**Work request 1**
According to the text on the EU freezing Russian assets, how much of the Russian Central Bank's assets is held at Euroclear?
**Work request 2**
Please continue the text on the EU freezing Russian assets, picking up after its last sentence.

**Text section**
The European Union has agreed to indefinitely immobilise the assets of the Russian Central Bank, a central element of the reparations loan to Ukraine, still under intense negotiations ahead of a make-or-break summit next week.
By doing so, the EU will lock the assets under its jurisdiction amid concerns that the US would seek control of the frozen assets and use them in a future settlement with Moscow as it negotiates an end to the war.
The long-term immobilisation was agreed by ambassadors on Thursday afternoon under Article 122 of the EU treaties, which only requires a qualified majority from member states and bypasses the European Parliament.
The law prohibits the transfer of the €210 billion in assets back to the Russian Central Bank. The bulk of the assets, €185 billion, is held at Euroclear, a central securities depositary in Brussels. The remaining €25 billion is kept in private banks.
Until now, the funds have been immobilised under a standard sanctions regime, which depends on unanimity from all 27 and is vulnerable to individual vetoes.
But last week, the European Commission pitched to invoke Article 122 to keep the assets away from Russia for the foreseeable future. Article 122 has been previously used to cope with economic emergencies, such as the COVID-19 pandemic and energy crisis.

Extracted items
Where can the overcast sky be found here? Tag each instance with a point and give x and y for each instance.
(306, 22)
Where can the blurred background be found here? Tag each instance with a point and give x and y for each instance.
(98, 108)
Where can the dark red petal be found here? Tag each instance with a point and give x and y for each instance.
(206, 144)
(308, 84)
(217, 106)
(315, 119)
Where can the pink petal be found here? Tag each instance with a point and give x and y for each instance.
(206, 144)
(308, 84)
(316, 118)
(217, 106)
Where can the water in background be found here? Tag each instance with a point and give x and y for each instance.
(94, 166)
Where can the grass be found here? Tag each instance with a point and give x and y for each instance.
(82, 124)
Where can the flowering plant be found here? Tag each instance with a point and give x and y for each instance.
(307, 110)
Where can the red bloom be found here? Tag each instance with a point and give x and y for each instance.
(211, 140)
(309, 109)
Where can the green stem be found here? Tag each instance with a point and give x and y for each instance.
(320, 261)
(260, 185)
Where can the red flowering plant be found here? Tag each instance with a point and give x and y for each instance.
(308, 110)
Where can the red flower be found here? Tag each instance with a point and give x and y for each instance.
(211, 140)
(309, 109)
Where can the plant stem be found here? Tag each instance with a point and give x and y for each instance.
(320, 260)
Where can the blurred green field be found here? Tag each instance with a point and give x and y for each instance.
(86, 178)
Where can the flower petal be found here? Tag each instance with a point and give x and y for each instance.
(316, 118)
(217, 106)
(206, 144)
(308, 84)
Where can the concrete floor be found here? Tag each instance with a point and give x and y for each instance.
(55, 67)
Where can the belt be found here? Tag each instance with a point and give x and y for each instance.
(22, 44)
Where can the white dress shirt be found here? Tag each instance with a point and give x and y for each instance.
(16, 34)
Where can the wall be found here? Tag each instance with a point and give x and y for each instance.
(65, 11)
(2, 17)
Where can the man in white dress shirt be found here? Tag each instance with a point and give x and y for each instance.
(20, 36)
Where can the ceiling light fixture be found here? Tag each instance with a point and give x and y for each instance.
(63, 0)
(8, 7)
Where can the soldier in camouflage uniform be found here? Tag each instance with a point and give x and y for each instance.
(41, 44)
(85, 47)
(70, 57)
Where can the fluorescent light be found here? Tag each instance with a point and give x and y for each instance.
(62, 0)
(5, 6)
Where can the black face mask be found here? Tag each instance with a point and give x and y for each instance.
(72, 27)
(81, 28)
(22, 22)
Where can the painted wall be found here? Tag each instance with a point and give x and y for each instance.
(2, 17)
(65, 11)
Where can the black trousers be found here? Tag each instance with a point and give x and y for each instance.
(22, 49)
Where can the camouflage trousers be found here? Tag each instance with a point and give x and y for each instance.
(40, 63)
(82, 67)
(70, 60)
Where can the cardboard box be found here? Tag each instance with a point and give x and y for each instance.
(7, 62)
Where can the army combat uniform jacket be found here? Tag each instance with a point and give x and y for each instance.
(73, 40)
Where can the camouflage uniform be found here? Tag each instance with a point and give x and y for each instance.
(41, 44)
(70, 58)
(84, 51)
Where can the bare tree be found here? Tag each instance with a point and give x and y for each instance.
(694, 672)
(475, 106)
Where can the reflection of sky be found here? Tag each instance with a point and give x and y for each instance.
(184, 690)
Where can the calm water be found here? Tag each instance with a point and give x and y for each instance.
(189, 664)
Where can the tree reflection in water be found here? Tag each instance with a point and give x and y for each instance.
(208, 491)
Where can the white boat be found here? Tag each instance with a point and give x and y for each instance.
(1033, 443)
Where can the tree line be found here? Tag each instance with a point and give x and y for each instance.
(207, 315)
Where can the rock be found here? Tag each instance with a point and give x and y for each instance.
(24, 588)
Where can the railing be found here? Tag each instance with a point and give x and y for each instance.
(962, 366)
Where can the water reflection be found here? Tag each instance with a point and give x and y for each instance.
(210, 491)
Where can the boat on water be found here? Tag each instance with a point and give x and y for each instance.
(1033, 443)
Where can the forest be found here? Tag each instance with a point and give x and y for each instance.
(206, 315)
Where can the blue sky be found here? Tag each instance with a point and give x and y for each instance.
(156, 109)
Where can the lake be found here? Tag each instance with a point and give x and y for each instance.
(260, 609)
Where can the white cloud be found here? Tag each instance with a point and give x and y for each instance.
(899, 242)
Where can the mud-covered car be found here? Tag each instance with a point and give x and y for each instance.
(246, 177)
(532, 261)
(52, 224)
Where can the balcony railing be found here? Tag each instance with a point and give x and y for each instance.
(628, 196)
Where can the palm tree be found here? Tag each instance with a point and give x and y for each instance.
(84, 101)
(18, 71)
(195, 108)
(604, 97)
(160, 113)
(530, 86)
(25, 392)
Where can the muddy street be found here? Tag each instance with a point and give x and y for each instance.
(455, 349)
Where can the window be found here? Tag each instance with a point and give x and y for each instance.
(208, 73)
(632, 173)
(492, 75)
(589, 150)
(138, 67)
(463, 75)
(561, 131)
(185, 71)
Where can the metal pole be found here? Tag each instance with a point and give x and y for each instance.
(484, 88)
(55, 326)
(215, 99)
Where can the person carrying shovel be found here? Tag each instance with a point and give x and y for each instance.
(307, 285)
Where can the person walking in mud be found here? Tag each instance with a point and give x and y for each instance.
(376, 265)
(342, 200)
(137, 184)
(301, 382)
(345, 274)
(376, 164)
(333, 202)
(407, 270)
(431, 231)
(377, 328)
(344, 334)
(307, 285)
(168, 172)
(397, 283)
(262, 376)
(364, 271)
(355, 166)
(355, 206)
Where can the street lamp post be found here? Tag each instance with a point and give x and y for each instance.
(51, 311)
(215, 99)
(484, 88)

**Answer space 1**
€185 billion.

**Answer space 2**
In a novel interpretation, the Commission argued that the shockwaves unleashed by Russia’s full-scale invasion of Ukraine have caused a “serious economic impact” for the EU as a whole, triggering “serious supply disruptions, higher uncertainty, increased risk premia, lower investment and consumer spending”, as well as countless hybrid attacks in the form of drone incursions, sabotage and disinformation campaigns.
“Preventing that funds are transferred to Russia is urgently required to limit the damage to the Union’s economy,” the proposal said in its introduction.
Under the ban, the €210 billion will be released when Russia’s actions “have objectively ceased to pose substantial risks” for the European economy and Moscow has paid reparations to Ukraine “without economic and financial consequences” for the bloc.
A new qualified majority will be required to trigger the release.
“Article 122 is essentially about putting the immobilisation of the assets on a more sustained footing so as not to roll over the immobilisation every six months,” a senior diplomat said on Thursday, speaking on condition of anonymity.
“The European Council already decided that this needed to be done – that the assets should remain immobilised until Russia has paid war damages – so you could say the decision based on 1222 is an implementation of that decision of the European Council.”
Pushing back against Trump, shielding Kyiv
Last month, Europeans found out through the media a 28-point plan secretly drafted by US and Russian officials to end the war in Ukraine.
Point 14 of the plan said the Russian assets should be used for the commercial benefit of both Washington and Moscow, a contentious idea that Western allies quickly shot down.
By immobilising the assets through a qualified majority, the EU will be in a stronger position to resist external pressure and prevent undesirable vetoes. (The US has been vague on whether it wants the bloc to move forward with the reparations loan.)
The long-term ban is an important pillar of the Commission’s proposal to channel the Russian assets into a zero-interest reparations loan to support Ukraine, which Belgium, as prime custodian of the funds, continues to fiercely resist.
Ambassadors are currently going line by line through the legal texts and have discussions scheduled for Thursday, Friday and even Sunday.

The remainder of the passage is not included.